Пожалуйста, обнови в тексте о переезде в Богемию всё от «Польско-чешскую границу наш» вплоть до «надолго, возможно, навсегда.», заменив «ресторане» на «кафе». Приведи этот фрагмент полностью.

:: Исходный текст ::

Польско-чешскую границу наш поезд пересёк на рассвете 5 июня 1995 года.
Вечером того же дня мы сидели в одном небольшом ресторане на Виноградах за столиком, заваленным газетами с объявлениями о продаже недвижимости. Тапёр наигрывал джазовые импровизации. Нас было трое - я, моя жена и чех, которому в дальнейшем предстояло стать нашим близким другом. Номер его телефона нам дали накануне общие знакомые.
Мне и прежде доводилось бывать в Богемии, но на этот раз я знал, что теперь я здесь надолго, возможно, навсегда.
Решение покинуть страну я принял в день, когда убили Листьева. Дело было не в Листьеве, конечно. Дело было в лицах людей, которые по нему скорбели. Я увидел в них всё, что угодно, но не гнев. И понял, что убийц не найдут. Элементарные приличия требовали хотя бы свалить всё на какого-нибудь бомжа, ваххабита или ревнивца. Я понял, что не сделают даже этого.

:::
:: Список данных ::

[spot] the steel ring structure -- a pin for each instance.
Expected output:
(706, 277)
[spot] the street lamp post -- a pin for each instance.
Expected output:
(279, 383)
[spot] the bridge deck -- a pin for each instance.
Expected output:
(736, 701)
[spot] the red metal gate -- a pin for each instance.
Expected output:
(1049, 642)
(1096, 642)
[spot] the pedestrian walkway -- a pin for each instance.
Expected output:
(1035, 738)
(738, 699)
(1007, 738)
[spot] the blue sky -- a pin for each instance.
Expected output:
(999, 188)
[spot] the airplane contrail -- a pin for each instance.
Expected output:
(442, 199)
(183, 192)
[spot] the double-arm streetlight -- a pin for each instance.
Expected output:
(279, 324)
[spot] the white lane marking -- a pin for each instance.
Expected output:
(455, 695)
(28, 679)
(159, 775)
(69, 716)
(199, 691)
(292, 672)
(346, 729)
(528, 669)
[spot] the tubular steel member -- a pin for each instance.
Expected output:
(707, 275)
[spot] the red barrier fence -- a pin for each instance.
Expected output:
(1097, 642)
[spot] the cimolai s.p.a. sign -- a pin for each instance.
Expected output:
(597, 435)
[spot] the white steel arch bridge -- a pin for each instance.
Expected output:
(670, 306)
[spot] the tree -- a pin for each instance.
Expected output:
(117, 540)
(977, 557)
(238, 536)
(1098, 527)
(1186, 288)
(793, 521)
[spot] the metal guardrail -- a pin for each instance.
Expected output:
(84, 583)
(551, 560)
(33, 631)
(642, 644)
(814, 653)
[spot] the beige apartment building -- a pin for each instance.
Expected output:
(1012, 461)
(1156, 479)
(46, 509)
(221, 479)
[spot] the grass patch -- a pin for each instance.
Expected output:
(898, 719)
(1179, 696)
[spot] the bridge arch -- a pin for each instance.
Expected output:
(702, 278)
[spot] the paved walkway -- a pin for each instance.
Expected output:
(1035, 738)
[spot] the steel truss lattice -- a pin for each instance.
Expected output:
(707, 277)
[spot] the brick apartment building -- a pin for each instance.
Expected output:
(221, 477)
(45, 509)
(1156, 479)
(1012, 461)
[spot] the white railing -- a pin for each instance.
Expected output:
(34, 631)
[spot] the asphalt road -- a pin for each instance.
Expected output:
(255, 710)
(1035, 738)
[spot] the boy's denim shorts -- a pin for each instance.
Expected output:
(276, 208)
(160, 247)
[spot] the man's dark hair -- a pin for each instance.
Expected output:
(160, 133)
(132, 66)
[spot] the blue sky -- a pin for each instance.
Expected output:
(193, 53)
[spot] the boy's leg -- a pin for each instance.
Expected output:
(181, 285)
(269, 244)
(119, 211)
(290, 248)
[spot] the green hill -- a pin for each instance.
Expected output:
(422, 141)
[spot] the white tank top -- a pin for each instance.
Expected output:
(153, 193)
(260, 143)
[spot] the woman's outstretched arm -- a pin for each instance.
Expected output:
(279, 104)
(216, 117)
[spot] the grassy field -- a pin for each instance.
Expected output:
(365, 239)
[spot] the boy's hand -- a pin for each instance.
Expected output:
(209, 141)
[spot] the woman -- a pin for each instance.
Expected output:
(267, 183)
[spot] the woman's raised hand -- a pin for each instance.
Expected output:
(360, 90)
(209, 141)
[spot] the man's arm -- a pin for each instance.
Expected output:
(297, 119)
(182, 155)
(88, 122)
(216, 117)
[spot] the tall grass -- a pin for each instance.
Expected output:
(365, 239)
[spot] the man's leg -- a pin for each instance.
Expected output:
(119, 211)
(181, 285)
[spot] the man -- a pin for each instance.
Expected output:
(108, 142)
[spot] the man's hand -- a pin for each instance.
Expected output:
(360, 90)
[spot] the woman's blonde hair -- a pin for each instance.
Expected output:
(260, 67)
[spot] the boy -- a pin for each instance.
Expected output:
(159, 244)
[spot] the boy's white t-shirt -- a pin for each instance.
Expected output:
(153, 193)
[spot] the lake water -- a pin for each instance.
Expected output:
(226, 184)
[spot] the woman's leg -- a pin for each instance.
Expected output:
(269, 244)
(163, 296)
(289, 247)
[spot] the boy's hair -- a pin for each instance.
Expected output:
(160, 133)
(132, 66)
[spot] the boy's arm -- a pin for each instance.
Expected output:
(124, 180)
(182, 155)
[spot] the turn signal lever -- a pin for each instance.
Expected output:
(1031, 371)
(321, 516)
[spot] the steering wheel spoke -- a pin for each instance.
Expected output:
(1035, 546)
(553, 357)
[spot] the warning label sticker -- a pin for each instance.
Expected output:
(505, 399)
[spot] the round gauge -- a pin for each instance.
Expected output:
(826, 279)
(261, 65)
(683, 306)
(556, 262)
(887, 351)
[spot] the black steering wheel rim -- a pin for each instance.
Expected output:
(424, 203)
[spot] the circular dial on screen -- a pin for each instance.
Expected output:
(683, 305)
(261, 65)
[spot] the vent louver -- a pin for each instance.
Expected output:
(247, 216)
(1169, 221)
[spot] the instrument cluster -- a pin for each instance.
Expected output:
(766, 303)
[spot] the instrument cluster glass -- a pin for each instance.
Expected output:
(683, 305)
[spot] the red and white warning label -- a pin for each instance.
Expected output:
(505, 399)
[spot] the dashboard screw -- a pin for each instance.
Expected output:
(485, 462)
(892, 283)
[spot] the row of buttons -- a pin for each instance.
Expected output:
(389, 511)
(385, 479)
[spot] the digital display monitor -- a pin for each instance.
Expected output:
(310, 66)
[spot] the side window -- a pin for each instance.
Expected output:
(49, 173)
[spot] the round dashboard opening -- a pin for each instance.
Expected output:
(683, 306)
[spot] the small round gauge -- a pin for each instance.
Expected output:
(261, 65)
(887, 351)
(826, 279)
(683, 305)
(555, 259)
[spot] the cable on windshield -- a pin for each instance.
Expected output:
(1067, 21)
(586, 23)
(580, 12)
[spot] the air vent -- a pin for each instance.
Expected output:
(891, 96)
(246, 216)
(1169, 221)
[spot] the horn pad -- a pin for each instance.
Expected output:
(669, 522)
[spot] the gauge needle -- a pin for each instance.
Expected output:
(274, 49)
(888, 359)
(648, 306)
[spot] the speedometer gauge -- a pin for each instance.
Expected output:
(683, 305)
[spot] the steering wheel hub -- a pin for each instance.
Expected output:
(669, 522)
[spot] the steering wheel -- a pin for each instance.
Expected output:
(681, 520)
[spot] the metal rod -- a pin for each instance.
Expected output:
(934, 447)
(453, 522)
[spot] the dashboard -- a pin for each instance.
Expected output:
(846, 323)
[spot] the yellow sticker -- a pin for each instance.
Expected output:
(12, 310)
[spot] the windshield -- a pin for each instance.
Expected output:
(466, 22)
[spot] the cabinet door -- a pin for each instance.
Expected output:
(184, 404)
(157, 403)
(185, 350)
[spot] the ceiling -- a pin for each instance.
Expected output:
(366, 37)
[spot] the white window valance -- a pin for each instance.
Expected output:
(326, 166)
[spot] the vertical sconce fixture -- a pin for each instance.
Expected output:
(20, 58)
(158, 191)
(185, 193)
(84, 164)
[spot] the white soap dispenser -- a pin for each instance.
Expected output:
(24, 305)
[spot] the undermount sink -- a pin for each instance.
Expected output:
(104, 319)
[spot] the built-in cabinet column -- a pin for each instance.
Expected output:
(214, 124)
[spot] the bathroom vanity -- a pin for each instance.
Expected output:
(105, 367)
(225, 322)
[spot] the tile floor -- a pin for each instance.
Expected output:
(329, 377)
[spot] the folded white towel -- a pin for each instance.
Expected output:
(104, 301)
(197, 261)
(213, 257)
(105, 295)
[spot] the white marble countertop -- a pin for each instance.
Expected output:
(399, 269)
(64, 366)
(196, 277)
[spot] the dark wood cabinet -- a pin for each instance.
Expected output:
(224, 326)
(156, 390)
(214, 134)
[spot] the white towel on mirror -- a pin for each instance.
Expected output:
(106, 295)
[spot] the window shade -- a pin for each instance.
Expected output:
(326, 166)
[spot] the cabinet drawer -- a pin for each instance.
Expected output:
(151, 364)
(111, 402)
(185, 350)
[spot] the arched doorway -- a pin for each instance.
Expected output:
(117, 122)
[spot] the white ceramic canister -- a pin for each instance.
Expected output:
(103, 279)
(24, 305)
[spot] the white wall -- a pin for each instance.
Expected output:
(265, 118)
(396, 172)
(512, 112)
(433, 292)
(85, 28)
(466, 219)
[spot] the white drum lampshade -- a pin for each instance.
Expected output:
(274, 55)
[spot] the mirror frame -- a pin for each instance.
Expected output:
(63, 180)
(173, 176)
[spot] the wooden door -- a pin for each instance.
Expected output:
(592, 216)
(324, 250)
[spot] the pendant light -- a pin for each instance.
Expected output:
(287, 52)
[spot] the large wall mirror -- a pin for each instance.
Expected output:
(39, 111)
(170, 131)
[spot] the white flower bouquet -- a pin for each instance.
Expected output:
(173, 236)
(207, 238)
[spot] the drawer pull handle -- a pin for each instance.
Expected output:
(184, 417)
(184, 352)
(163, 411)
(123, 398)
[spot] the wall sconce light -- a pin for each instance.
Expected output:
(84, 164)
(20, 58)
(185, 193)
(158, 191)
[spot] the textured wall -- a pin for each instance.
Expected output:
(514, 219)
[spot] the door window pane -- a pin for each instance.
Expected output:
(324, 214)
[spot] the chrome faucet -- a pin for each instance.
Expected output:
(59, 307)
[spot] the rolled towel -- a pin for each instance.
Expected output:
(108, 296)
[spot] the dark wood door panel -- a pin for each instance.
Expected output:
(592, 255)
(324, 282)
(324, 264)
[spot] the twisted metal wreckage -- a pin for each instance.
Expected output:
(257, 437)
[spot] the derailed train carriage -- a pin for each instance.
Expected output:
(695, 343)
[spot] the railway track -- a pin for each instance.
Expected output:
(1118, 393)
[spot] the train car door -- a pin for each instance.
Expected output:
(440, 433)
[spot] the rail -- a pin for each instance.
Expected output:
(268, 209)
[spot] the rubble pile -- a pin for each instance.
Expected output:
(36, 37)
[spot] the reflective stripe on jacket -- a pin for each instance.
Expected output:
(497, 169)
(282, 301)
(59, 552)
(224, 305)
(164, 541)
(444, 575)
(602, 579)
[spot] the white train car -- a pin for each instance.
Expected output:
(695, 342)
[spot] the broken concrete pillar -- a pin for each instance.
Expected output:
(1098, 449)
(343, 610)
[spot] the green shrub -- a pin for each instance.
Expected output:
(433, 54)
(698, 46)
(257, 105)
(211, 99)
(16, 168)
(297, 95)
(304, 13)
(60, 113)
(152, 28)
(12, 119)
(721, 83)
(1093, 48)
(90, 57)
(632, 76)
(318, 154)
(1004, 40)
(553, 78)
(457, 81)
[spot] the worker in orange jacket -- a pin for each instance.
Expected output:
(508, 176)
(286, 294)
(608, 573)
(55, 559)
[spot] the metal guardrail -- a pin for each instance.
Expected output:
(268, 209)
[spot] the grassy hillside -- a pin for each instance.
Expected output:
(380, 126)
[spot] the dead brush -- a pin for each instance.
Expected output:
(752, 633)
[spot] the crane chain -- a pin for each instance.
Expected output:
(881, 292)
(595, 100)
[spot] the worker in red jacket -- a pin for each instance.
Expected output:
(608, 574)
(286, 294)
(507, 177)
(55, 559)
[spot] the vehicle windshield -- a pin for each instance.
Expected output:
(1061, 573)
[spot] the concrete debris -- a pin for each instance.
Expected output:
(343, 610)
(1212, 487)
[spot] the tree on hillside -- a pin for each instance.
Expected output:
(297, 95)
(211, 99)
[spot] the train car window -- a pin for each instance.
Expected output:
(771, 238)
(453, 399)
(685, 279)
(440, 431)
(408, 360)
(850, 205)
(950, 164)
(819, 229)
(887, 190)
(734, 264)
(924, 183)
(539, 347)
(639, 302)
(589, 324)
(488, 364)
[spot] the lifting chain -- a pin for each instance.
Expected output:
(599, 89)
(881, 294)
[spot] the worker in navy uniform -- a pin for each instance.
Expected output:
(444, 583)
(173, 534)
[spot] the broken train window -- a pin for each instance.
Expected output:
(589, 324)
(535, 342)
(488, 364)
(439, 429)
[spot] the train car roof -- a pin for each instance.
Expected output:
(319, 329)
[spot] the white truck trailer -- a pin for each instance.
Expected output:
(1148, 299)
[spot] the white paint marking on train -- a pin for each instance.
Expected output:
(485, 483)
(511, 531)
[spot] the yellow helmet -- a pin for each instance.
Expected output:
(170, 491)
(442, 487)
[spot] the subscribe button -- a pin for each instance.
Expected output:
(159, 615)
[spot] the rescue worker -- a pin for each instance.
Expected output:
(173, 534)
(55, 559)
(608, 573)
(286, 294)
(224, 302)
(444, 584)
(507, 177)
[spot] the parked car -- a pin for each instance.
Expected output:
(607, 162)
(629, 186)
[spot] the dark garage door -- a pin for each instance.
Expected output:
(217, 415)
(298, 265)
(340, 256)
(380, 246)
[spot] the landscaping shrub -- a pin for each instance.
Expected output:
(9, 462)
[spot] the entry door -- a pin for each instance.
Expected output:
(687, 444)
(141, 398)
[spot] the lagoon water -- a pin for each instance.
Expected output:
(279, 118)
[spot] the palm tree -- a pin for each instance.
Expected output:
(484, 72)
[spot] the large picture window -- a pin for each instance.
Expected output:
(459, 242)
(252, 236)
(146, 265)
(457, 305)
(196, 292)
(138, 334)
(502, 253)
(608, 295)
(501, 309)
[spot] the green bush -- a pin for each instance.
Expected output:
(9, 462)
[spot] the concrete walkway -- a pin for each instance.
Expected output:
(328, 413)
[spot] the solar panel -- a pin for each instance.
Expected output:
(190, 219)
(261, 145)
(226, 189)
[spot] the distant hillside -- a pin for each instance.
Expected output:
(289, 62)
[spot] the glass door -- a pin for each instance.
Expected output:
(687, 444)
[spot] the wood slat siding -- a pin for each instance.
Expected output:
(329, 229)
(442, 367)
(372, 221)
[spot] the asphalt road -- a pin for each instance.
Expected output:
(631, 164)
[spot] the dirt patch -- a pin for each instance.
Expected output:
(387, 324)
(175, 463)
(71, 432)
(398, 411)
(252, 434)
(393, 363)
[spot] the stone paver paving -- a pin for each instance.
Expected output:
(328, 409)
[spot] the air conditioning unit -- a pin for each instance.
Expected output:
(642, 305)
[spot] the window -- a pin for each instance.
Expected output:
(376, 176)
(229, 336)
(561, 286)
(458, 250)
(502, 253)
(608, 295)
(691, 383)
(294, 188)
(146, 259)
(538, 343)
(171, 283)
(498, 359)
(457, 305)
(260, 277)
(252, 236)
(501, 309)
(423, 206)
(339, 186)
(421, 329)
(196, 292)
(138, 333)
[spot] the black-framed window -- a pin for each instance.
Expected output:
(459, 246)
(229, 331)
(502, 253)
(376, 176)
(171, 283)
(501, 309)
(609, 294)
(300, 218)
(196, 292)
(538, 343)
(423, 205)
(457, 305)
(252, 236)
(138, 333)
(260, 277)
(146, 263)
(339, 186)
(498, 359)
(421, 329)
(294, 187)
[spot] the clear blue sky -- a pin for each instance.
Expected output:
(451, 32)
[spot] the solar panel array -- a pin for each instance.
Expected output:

:::

## Ответ на задание
Польско-чешскую границу наш поезд пересёк на рассвете 5 июня 1995 года.
Вечером того же дня мы сидели в одном небольшом кафе на Виноградах за столиком, заваленным газетами с объявлениями о продаже недвижимости. Тапёр наигрывал джазовые импровизации. Нас было трое - я, моя жена и чех, которому в дальнейшем предстояло стать нашим близким другом. Номер его телефона нам дали накануне общие знакомые.
Мне и прежде доводилось бывать в Богемии, но на этот раз я знал, что теперь я здесь надолго, возможно, навсегда.